Photo-based referring expression data:
=-=-=
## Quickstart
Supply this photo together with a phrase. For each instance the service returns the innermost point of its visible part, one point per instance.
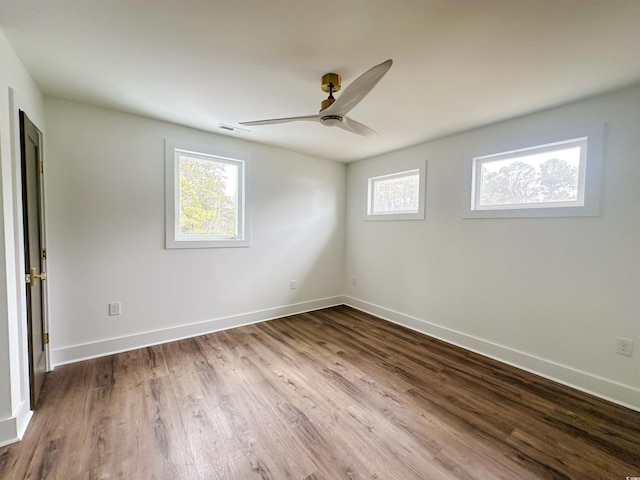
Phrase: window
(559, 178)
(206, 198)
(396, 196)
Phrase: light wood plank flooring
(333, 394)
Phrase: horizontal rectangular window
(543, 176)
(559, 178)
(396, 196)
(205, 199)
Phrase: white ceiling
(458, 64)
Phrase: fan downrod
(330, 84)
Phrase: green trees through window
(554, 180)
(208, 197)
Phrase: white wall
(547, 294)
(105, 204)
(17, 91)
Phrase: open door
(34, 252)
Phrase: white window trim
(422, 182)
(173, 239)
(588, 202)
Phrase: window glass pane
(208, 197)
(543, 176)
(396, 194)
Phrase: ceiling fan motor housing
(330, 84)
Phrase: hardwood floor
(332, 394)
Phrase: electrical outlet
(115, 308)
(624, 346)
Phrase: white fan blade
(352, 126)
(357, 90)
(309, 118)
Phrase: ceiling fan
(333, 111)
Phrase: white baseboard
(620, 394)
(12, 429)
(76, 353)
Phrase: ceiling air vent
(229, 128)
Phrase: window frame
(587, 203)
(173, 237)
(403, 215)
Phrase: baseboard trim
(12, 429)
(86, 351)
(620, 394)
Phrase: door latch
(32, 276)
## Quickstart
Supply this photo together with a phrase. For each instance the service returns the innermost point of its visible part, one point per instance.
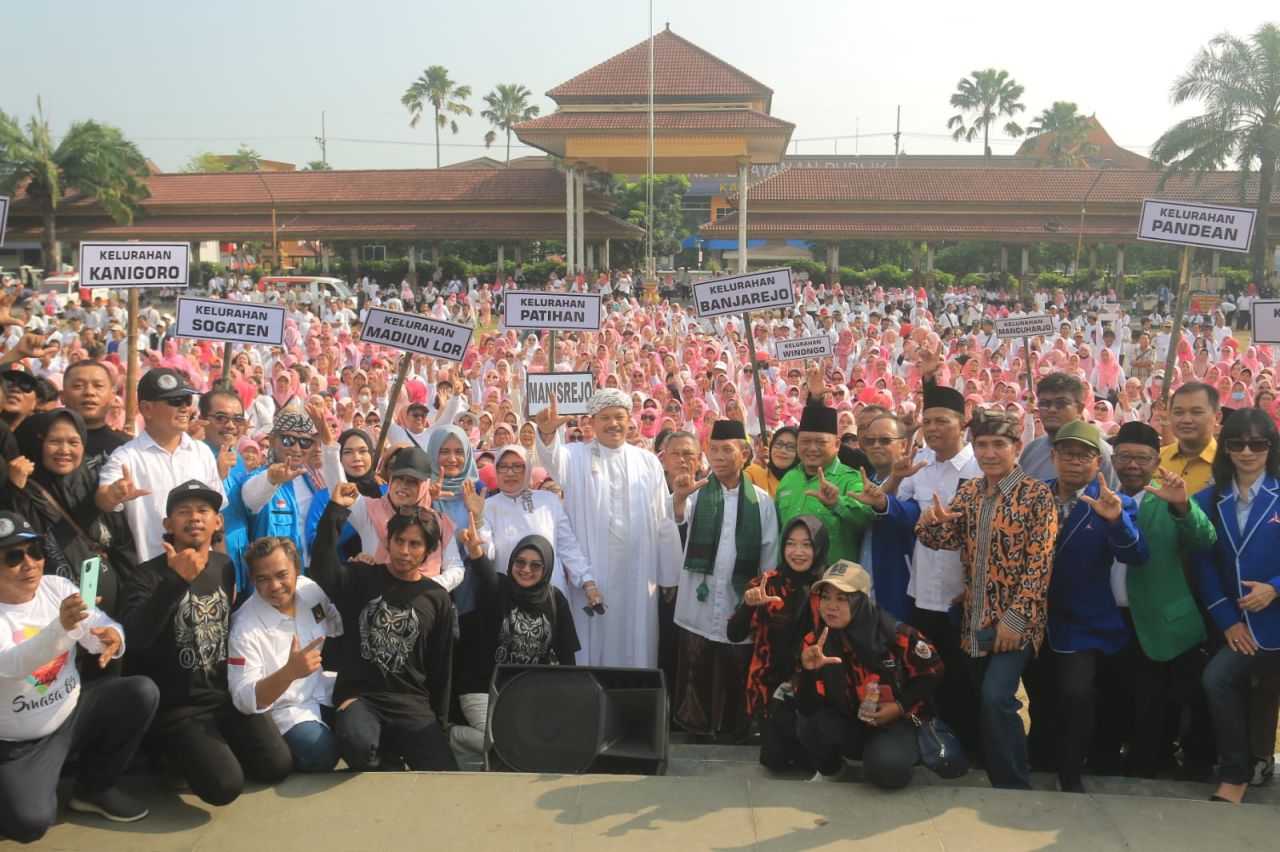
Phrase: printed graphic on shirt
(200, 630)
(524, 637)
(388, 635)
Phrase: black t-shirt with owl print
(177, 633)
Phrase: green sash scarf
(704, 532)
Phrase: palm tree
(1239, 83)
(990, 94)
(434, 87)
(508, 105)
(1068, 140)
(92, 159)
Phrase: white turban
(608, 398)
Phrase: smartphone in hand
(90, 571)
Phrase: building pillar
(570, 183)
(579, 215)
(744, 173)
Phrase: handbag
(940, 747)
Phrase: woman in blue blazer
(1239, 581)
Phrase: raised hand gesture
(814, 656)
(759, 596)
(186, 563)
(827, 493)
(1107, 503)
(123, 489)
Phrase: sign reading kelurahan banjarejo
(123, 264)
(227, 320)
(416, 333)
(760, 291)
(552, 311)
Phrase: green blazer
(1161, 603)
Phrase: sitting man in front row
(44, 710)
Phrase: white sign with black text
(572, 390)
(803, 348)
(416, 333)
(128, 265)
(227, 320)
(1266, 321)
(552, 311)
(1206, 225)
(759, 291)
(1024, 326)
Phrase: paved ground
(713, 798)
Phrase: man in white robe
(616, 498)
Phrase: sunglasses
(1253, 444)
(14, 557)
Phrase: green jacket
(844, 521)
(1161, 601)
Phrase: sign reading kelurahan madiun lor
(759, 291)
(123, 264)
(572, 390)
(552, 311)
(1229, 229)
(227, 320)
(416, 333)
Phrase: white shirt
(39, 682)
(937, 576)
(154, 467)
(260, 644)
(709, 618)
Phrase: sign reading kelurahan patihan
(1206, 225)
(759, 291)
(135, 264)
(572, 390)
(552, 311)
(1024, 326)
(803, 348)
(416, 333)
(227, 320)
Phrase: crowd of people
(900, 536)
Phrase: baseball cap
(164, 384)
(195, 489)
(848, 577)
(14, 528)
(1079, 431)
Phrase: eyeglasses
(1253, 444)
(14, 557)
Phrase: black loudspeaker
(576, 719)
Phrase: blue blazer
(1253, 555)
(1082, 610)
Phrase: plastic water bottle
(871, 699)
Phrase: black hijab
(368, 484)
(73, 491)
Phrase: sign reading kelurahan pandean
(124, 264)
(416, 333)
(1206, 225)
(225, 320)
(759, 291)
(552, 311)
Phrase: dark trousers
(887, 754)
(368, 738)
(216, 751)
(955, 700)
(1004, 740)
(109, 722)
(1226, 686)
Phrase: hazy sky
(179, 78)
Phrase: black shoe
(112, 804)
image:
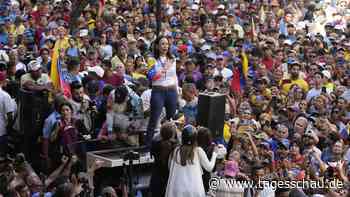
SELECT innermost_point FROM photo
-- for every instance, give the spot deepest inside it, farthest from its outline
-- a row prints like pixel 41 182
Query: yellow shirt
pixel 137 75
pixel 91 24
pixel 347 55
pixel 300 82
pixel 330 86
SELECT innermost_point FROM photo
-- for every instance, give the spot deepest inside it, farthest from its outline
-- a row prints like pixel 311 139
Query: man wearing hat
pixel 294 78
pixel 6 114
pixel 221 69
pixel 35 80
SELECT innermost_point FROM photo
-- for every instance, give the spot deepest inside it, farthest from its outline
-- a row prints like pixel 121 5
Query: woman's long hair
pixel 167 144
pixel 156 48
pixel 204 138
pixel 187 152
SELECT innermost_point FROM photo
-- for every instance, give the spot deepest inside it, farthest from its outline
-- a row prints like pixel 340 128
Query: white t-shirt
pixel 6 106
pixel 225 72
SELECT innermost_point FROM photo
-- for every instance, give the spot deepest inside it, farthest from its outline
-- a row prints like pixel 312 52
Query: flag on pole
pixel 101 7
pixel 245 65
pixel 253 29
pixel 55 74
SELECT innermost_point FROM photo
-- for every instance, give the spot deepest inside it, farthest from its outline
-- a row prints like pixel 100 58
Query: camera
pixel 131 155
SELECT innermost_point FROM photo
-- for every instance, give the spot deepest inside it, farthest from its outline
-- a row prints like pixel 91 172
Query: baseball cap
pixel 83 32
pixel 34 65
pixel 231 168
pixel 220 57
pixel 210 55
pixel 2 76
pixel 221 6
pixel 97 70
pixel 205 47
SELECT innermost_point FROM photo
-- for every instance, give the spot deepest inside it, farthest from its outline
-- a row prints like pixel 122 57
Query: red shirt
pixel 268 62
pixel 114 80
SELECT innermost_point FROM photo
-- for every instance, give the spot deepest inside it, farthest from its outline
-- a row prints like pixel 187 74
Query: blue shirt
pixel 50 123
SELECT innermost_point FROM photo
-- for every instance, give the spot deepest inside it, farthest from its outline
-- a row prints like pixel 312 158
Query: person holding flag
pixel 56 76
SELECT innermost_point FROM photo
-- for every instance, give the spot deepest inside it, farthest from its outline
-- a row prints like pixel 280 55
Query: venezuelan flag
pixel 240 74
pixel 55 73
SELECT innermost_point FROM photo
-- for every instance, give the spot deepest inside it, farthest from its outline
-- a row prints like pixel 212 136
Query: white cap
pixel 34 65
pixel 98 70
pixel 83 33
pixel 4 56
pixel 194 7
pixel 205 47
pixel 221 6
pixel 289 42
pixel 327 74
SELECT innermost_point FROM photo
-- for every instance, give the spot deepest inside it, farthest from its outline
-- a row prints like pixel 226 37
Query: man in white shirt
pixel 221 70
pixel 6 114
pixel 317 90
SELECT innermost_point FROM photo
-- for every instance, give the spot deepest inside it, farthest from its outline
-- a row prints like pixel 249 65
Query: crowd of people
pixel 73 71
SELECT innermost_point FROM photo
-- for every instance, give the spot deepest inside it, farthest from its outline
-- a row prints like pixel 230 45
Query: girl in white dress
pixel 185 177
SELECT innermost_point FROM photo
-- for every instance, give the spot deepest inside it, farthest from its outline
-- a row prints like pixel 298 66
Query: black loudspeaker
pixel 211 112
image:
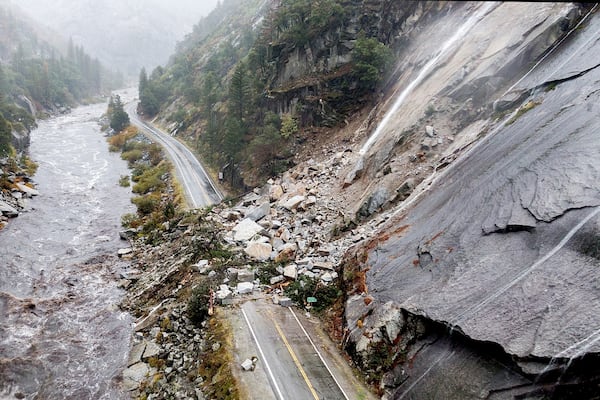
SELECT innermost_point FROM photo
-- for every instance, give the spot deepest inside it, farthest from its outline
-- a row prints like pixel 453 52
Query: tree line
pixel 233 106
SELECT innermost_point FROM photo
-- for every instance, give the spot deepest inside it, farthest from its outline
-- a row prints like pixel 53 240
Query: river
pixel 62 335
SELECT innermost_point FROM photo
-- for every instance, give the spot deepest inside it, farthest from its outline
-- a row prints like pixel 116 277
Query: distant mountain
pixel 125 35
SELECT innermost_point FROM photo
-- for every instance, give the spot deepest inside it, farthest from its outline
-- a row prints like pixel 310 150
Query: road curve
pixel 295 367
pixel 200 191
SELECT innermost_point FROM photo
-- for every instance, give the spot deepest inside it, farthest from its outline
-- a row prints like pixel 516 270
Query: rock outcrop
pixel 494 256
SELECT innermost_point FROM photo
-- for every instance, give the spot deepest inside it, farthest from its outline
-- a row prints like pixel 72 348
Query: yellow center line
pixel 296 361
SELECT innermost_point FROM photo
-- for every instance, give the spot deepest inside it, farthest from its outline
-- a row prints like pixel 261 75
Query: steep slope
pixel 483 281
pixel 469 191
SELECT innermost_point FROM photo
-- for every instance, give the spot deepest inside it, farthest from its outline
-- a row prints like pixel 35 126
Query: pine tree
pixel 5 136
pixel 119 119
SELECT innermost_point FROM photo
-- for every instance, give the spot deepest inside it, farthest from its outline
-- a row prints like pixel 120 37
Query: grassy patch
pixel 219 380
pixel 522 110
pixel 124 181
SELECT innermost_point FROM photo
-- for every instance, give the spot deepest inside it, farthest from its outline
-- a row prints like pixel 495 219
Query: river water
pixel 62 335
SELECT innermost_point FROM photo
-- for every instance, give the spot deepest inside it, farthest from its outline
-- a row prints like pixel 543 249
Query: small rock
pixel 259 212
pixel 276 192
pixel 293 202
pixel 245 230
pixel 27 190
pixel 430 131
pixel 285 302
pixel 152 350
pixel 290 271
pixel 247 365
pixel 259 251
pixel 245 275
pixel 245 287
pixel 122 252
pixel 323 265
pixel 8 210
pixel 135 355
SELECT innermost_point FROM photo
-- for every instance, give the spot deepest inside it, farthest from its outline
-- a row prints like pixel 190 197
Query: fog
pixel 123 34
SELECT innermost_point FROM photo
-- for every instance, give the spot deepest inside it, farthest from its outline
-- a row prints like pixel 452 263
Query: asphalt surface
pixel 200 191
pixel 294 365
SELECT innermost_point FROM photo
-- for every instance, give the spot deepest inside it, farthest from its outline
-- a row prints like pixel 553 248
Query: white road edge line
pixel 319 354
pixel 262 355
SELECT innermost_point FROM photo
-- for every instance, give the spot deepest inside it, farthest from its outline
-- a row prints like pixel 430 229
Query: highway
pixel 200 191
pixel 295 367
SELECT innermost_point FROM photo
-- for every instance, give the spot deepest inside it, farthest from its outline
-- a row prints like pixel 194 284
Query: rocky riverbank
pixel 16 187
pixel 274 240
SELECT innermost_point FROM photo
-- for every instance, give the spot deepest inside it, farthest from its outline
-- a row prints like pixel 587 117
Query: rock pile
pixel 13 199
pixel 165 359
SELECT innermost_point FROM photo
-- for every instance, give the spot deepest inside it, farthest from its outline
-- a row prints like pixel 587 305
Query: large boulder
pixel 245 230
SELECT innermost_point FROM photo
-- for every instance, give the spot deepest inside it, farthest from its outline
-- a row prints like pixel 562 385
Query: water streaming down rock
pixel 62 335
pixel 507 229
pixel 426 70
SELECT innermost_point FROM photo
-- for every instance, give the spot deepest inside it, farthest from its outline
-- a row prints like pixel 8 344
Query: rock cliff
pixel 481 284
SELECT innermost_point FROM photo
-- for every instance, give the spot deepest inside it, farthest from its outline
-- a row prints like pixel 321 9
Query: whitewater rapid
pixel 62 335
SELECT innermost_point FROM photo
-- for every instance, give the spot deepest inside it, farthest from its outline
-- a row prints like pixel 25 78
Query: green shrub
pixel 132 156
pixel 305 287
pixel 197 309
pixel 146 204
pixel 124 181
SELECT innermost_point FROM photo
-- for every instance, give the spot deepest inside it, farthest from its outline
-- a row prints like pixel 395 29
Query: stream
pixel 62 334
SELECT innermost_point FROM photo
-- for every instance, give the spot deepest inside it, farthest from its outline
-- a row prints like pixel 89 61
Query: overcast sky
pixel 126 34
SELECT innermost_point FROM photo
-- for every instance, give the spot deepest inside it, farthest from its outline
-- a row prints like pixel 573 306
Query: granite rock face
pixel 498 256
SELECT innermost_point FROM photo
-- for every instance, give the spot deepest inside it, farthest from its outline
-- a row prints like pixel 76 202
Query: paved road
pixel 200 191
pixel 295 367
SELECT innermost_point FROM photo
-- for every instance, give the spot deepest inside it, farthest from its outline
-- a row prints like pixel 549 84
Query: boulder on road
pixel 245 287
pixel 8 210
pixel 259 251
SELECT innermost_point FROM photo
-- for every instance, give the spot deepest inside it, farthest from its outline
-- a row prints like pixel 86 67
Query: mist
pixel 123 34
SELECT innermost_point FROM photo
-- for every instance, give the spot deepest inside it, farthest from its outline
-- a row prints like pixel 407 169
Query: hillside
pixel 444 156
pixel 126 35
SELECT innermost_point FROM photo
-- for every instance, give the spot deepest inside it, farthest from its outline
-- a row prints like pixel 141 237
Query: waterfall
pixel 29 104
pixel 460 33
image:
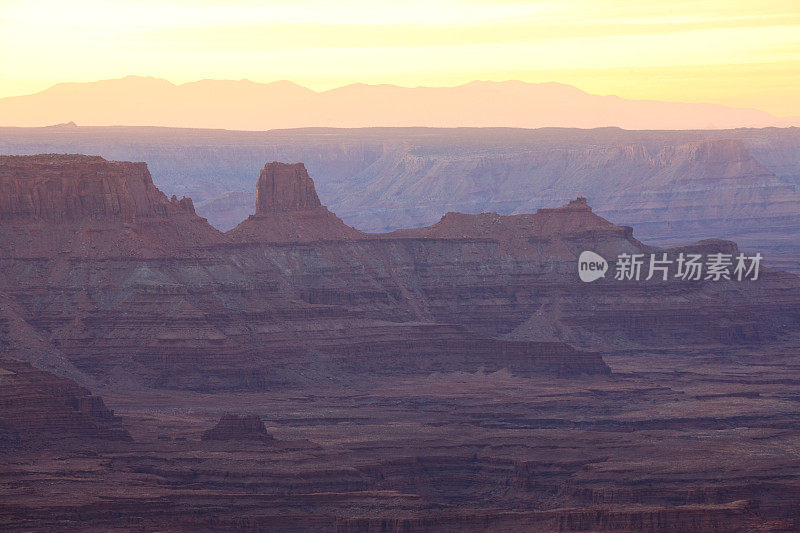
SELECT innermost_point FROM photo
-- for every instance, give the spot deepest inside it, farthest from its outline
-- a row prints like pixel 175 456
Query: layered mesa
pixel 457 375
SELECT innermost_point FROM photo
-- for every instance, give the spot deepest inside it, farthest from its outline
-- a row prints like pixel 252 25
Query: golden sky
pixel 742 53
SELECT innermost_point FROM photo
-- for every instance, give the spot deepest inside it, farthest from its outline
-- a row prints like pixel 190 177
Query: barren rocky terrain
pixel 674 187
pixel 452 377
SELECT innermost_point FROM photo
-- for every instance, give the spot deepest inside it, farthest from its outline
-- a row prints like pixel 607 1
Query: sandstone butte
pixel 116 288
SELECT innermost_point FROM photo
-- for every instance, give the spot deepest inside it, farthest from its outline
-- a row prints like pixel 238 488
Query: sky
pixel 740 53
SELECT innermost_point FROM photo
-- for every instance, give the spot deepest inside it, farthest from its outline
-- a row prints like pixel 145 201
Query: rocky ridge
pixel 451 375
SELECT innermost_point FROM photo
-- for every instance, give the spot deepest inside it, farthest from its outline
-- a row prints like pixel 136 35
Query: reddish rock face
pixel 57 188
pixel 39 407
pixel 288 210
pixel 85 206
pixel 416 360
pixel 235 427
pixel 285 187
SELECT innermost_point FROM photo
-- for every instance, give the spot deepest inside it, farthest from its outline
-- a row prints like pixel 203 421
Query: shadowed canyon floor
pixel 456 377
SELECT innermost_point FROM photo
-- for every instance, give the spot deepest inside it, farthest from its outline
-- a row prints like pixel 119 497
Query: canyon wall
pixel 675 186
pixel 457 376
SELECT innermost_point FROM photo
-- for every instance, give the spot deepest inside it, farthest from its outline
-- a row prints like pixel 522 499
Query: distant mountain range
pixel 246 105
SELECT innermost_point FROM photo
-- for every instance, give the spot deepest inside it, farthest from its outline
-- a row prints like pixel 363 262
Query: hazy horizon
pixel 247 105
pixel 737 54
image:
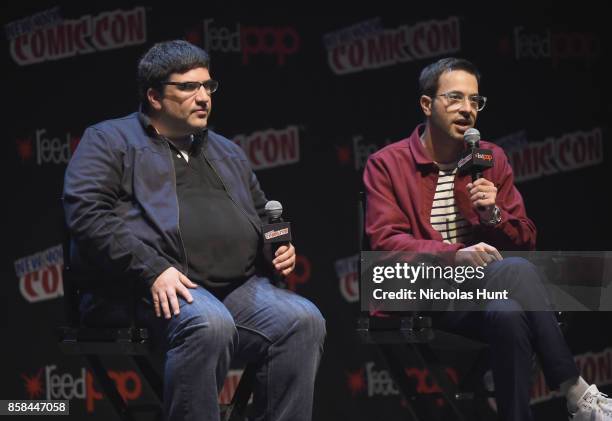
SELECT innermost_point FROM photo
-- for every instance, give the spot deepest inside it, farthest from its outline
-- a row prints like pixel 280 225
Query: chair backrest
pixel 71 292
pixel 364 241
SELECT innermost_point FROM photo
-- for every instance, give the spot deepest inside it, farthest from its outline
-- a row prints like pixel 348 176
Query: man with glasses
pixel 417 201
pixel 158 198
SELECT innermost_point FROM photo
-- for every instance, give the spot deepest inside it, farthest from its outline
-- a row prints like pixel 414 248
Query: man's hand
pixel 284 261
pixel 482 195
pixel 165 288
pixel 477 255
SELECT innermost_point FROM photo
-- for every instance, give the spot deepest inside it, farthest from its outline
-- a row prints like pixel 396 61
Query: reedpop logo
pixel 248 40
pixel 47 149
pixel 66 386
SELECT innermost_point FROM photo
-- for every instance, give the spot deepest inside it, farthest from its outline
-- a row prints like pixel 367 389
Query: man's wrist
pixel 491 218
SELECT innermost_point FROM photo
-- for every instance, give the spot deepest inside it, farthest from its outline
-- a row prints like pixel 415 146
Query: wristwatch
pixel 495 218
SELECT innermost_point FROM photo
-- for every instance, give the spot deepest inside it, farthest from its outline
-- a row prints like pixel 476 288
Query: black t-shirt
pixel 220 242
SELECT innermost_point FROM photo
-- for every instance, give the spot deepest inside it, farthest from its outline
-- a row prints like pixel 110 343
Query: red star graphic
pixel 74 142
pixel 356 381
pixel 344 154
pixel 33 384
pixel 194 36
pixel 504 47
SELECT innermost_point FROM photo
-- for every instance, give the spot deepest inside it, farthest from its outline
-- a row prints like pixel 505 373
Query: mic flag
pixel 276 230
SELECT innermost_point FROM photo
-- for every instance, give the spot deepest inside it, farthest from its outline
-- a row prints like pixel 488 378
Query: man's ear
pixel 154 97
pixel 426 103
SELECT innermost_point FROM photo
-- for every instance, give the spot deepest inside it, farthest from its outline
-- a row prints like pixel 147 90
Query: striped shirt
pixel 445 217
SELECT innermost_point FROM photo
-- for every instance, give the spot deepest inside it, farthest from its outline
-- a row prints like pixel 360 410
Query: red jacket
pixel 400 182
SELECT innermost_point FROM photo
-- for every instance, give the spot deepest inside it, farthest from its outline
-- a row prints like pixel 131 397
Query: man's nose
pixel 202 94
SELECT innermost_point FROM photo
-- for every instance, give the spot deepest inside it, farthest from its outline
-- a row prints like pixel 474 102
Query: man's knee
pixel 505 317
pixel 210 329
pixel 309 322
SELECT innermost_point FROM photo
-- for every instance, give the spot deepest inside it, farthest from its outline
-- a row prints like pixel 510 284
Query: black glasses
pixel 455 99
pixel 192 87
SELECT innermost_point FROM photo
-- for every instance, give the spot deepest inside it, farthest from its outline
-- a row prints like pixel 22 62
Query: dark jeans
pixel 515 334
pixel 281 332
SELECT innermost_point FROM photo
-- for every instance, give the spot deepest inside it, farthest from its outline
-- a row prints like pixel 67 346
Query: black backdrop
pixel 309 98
=-=-=
__About this exercise__.
Using the entries above, return exactly the lines from the line with "-- a row prints like pixel 76 202" to the line with "-- a row prints like pixel 86 67", counting both of those lines.

__Written response__.
-- a row prints like pixel 76 202
Query: paved road
pixel 200 191
pixel 295 367
SELECT innermost_point FROM photo
-- for every instance, give the spot deepest inside it, farthest from its outline
-- a row prints like pixel 549 84
Query: boulder on road
pixel 245 287
pixel 8 210
pixel 259 251
SELECT innermost_point FROM photo
-- for every instance, give the spot deepest inside it, farthest from its outline
-- a row prints like pixel 86 67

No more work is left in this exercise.